WHAT IS BEING ASKED: Please filter the listing below and copy out each line that contains the word "every". Match case exactly.

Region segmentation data
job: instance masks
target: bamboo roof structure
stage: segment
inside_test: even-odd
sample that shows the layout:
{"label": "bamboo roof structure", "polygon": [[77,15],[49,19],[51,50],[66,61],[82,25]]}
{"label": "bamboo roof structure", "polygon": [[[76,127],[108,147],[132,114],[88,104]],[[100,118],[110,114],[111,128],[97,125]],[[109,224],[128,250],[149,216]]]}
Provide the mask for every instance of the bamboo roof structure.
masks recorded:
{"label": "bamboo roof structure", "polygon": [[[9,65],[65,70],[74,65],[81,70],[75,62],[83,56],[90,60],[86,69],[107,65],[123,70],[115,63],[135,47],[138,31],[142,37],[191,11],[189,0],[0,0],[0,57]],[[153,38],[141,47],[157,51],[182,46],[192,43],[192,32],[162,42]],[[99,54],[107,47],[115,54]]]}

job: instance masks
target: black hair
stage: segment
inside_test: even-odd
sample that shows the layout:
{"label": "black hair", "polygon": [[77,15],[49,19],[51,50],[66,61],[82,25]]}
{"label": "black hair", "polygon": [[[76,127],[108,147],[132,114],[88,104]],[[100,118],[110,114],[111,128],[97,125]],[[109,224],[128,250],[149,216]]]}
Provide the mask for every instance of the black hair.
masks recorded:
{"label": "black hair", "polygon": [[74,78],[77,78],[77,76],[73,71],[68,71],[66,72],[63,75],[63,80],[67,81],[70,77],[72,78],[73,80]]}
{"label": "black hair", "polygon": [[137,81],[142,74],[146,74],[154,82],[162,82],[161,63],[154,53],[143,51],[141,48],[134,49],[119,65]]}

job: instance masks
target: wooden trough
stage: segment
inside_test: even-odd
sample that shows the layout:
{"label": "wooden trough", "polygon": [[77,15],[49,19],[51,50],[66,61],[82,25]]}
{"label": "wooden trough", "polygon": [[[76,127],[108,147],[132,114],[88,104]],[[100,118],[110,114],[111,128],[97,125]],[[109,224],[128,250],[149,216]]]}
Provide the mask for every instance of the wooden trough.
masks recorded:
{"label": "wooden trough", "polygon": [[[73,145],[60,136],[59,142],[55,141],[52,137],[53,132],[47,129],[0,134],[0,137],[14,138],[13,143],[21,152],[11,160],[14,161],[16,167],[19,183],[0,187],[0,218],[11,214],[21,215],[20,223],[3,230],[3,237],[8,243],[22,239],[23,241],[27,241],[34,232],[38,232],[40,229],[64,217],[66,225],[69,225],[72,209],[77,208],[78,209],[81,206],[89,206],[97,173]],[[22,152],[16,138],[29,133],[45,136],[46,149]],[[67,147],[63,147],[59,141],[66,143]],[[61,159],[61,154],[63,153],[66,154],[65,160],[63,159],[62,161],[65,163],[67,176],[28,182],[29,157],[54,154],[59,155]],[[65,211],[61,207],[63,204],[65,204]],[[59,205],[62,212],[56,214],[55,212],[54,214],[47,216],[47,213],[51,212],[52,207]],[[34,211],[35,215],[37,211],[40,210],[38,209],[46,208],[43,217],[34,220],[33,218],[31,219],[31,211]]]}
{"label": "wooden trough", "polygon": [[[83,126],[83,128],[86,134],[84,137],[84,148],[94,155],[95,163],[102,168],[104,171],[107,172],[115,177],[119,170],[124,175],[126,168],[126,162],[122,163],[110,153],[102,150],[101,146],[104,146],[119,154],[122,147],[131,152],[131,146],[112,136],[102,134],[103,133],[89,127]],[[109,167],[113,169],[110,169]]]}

TASK SOLUTION:
Provide the mask for every instance of the bamboo roof structure.
Provide the mask for every instance of the black hair.
Provide the mask for every instance of the wooden trough.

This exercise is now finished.